DOCUMENT SEGMENT:
Iran

03.06.12

How the Obama Administration Has Changed Its Tune on Israel

It wasn’t long ago that the White House was angering Israeli leaders with statements seen as critical. But 2012 is an election year, and that makes all the difference.

It was one of those moments you could experience only at the American Israel Public Affairs Committee (AIPAC) annual conference. At the lectern was Susan Rice, President Obama’s ambassador to the United Nations. In the audience were 300 rabbis, Jewish-community leaders, and AIPAC delegates who were allowed to attend Rice’s speech, an event left off the public agenda for the conference.

Rice, an African-American, began her remarks by quoting in stilted Hebrew from a traditional Jewish hymn, “Hiney ma tov u’ma-mayim. Shevet akh-im gam ya-chad,” which translates: “Behold how good and pleasing it is for brothers to sit together.” When she finished her speech—about how she and her staff work every day to defend Israel at Turtle Bay—the audience broke into the same song the ambassador had quoted at the start: “Hiney ma tov u’ma-nayim,” everyone sang. “Shevet akh-im gam ya-chad.”

Listening to the speech, it would be hard to discern that Rice had caused a stir with the Israeli government little more than a year ago. At that time, Israeli officials didn’t like her remarks at all. Following an American veto of a resolution condemning Israeli settlement activity in the occupied Palestinian territories, Rice had explained the vote like this: “While we agree with our fellow council members—and indeed, with the wider world—about the folly and illegitimacy of continued Israeli settlement activity, we think it unwise for this council to attempt to resolve the core issues that divide Israelis and Palestinians. We therefore regrettably have opposed this draft resolution.”

SHORT PROBLEM A: In the article on the Obama administration and Israel, how many people were in the audience for Susan Rice's speech?
SHORT PROBLEM B: According to the article on the Obama administration and Israel, why did Rice say the United States opposed the resolution condemning Israeli settlement activity?
Answer using only the article above.

STORED RECORDS:
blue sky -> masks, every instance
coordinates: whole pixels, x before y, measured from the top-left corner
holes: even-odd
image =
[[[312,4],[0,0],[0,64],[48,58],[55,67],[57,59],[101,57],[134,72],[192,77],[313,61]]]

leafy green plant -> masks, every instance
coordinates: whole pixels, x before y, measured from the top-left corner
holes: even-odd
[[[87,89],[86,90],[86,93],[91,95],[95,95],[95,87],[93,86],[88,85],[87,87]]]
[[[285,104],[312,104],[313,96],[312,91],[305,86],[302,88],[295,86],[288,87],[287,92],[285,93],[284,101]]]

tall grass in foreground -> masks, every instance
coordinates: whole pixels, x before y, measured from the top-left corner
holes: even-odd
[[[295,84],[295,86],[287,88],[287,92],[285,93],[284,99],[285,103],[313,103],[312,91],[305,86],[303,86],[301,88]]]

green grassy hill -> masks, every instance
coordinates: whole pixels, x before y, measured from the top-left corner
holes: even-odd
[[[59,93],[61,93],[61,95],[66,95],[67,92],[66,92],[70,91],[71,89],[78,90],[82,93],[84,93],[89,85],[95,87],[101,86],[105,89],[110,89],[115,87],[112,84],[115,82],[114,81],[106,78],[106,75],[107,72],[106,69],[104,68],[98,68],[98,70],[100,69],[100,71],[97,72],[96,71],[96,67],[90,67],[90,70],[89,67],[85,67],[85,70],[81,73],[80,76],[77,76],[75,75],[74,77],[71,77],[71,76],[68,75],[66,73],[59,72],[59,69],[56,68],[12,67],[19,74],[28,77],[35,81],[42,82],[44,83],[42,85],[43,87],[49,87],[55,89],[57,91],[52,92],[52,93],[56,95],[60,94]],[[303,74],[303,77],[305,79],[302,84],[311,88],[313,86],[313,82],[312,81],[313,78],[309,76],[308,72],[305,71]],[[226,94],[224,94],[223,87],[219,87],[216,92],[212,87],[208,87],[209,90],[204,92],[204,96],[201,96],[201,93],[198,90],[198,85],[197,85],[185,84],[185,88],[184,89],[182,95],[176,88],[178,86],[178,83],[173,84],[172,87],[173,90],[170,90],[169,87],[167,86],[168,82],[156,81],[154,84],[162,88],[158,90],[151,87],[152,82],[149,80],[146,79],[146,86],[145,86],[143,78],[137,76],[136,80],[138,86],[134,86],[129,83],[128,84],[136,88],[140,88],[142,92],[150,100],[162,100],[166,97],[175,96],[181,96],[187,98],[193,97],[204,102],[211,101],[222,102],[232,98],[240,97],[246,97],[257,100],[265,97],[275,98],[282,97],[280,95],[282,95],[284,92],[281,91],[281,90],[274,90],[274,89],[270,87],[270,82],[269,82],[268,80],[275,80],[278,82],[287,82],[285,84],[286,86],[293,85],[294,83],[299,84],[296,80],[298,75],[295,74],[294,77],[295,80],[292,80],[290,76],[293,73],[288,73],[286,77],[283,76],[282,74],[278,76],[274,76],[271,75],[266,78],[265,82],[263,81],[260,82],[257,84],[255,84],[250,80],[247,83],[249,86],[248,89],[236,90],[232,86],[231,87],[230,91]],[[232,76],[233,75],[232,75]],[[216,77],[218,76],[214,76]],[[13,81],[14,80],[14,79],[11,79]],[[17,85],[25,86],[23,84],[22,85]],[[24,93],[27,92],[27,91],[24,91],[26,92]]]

TASK RESPONSE A: Three hundred rabbis, Jewish-community leaders, and AIPAC delegates were in the audience.

TASK RESPONSE B: Rice said the United States agreed that continued Israeli settlement activity was folly and illegitimate. However, it thought it unwise for the council to try to resolve the core issues dividing Israelis and Palestinians, so it opposed the draft resolution.